● STUDY TEXT:
A Multipoint Control Unit allows your participants to upload individual encrypted video streams to a server. The server than mixes the incoming streams from each participant into a single stream and forwards them as a single feed back to each individual client. This means that every patient will only need to have a device powerful enough to handle a single bidirectional connection, regardless of the number of clients present. This is the least bandwidth and device CPU option but it does require additional server CPU for mixing audio/video into single streams.
Hybrid Topology - The best of all worlds
Hybrid architectures are, as their name implies, a combination of peer-to-peer, selective forwarding, and multipoint control (mixing). In a hybrid environment, participants can join a session based on whatever makes the most sense for the session or the devices in use. For simple two-party doctor/patient calls, a P2P connection is simple and requires minimal server resources. For small group sessions or session involving more advanced functionality like telephony using SIP or recording, forwarding will better meet your needs. For larger group sessions or for poor network connections, a multipoint control unit is often the only practical option. Our LiveSwitch server stack is a great example of a hybrid topology and is one of the few hybrid media servers on the market today.
For another perspective into the intricacies of scaling check out this post by our CTO Anton Venema: How to Successfully Scale your WebRTC Application.
Best Practice #1: Avoid video conferencing solutions that rely solely on peer-to-peer networking, as they are inherently limited.
If you want to have a video conferencing solution with the ability to scale beyond 2-3 individuals, you need to have a solution that does not solely rely on peer-to-peer networks. As conferences grow, connection topologies can and should change.
There are a number of different types of possible conferences that lend themselves to different topologies:
It is important that your solution support all three connection types to provide you with flexible application options that will grow with your organization.
Best Practice #2: Ask potential solution providers whether they support a hybrid architecture and whether they can support multiple connection types at the same time.

[Localization data with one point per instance]
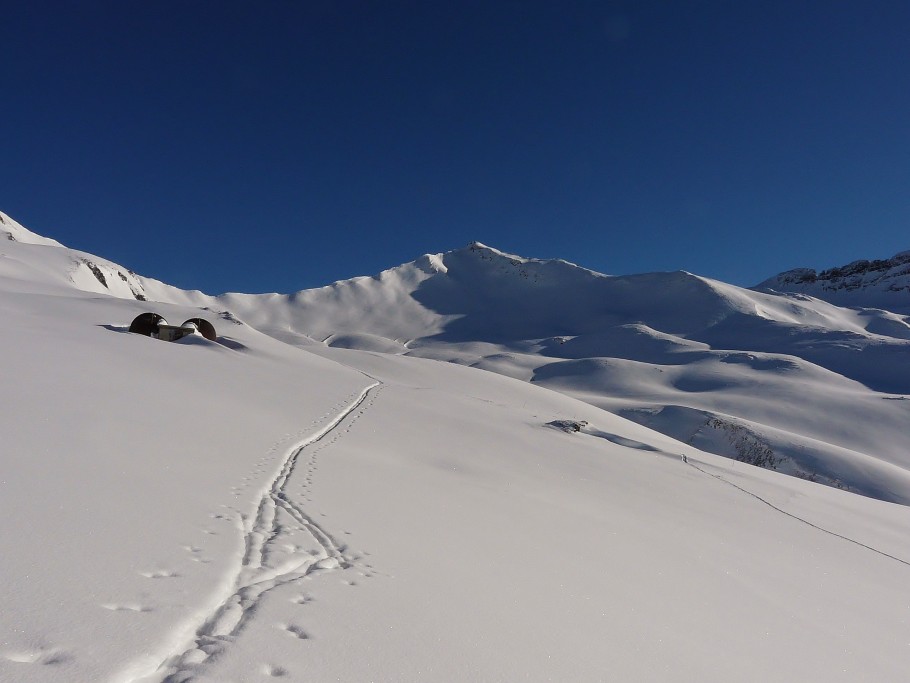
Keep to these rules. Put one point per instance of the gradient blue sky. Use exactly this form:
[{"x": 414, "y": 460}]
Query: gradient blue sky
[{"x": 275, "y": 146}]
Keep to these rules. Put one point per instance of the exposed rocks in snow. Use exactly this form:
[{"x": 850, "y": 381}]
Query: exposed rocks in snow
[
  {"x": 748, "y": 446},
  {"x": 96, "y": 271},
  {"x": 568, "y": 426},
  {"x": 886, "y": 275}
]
--
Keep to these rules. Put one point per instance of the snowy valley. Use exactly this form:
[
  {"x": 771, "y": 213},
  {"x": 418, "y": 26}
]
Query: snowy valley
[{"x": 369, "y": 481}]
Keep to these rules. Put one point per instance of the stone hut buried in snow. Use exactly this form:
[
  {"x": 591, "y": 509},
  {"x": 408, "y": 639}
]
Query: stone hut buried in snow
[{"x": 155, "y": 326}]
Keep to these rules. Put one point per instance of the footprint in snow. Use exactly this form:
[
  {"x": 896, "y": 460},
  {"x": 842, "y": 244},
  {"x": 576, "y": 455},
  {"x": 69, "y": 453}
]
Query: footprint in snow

● PROBLEMS AND TASKS:
a. Sum up the text on video conferencing topologies in two sentences.
b. Carry on with the text on video conferencing topologies, starting after its last sentence.

● ANSWERS FOR THIS EXERCISE:
a. A multipoint control unit mixes each participant's stream on a server into a single feed, which uses the least bandwidth and device CPU but needs extra server CPU. A hybrid topology combines peer-to-peer, selective forwarding, and mixing so participants can join in whatever way suits the session or devices, and the text advises avoiding solutions that rely solely on peer-to-peer networking and asking providers whether they support a hybrid architecture with multiple connection types at the same time.

b.
Before making a purchase, you need to have a good understanding of what connection types your system will support and understand any limitations that it may have. For example, a peer-to-peer network may technically be able to support 4 users in a video consult under the right conditions, but it would have major ramifications for bandwidth, CPU usage and video quality on each connected participant.
Be sure to ask all potential providers if they support all three of the connection types and if they can support all of them simultaneously in a single conference. This will allow for the greatest flexibility and will allow you to cost optimize the connection types based on the number of users.
To illustrate this need, consider the above illustration. In conversation A, we have a nurse and a patient in a P2P conversation. When the doctor is brought into the consult (conversation B), we shift some of the stress to the SFU in order to maintain maximize bandwidth and reduce the CPU burden. If a fourth person wants to join the consult (conversation C) but is in a poor network (e.g. 3G), an MCU connection can be opened up for that individual while maintaining an SFU connection for the rest of the participants. At any point, any individual in the consult can move in and out of a poor network areas and the system will dynamically change the connection type without any disruption to the users --providing the best possible user experience for your patients.